* Prompt *
Could you print the lines below word for word, starting with the line that contains "Objective — set a marker on each instance of the silver" and going on through the very last line, with both of those included?

_ _ _ _

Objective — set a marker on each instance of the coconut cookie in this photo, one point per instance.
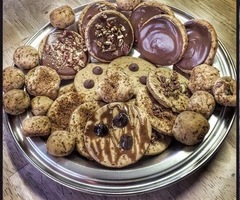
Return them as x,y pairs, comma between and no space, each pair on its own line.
162,40
117,135
202,102
77,123
88,79
225,91
190,128
26,57
109,35
61,109
202,45
203,77
169,88
42,81
115,87
91,10
161,118
136,68
159,143
65,52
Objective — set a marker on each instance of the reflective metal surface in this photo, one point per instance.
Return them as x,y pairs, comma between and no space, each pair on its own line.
149,173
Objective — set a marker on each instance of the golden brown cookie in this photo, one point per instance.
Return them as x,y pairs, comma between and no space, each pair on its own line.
42,81
169,88
202,45
203,77
190,128
109,35
117,135
225,91
26,57
13,78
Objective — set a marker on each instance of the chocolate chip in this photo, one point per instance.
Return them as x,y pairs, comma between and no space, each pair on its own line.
133,67
120,120
97,70
126,141
143,80
88,84
101,130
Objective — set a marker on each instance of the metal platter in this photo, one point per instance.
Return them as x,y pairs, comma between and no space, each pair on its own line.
148,174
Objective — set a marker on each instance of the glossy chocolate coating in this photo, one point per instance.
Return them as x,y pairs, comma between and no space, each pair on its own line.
199,45
160,41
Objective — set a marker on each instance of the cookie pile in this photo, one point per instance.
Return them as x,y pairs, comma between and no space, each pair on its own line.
116,108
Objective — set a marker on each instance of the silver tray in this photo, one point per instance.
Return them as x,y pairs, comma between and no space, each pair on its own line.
150,173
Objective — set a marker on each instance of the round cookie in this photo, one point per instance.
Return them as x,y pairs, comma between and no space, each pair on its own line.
62,17
16,101
162,40
203,78
63,51
36,126
117,135
159,143
202,102
109,35
136,68
40,105
126,4
77,123
225,91
190,128
42,81
144,11
87,79
169,88
91,10
26,57
161,118
61,109
202,45
13,78
115,87
60,143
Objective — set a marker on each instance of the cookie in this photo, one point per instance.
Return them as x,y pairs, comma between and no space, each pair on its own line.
42,81
136,68
91,10
190,128
225,91
13,78
159,143
126,4
62,17
16,101
161,118
117,135
77,123
143,12
88,78
169,88
26,57
36,126
61,109
203,78
162,40
40,105
60,143
202,45
115,87
202,102
109,35
63,51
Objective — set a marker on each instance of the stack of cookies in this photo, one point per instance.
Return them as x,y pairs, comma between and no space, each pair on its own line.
88,94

_ _ _ _

* Result of this exercise *
Objective — set a marker on each instance of the silver tray in this photo, one point per instance.
Return them as x,y pairs, comma between and no space, each pair on its own line.
150,173
Objective — set a marker on each instance of the round cookie in this photo, one point per instance.
Return them as x,y pairs, comma between and no space, each pair on its own line.
62,17
16,101
162,40
203,78
63,51
36,126
117,135
159,143
202,102
109,35
136,68
40,105
126,4
77,123
225,91
190,128
42,81
144,11
87,79
169,88
91,10
26,57
161,118
61,109
202,45
13,78
115,87
60,143
Objective — set a marker on each instance of the cookie in this photo, one point per instance.
Return them as x,y pairs, comma between and no space, each pair on its own line.
42,81
136,68
91,10
190,128
225,91
13,78
159,143
126,4
62,17
16,101
161,118
117,135
77,123
143,12
88,78
169,88
26,57
36,126
61,109
203,78
162,40
40,105
60,143
202,45
115,87
202,102
109,35
63,51
Objective — set a marker on each instance of the stack of cookies in this photo, one point per instance.
Return them as x,y pairs, comma between and no space, each pair on its own line.
88,94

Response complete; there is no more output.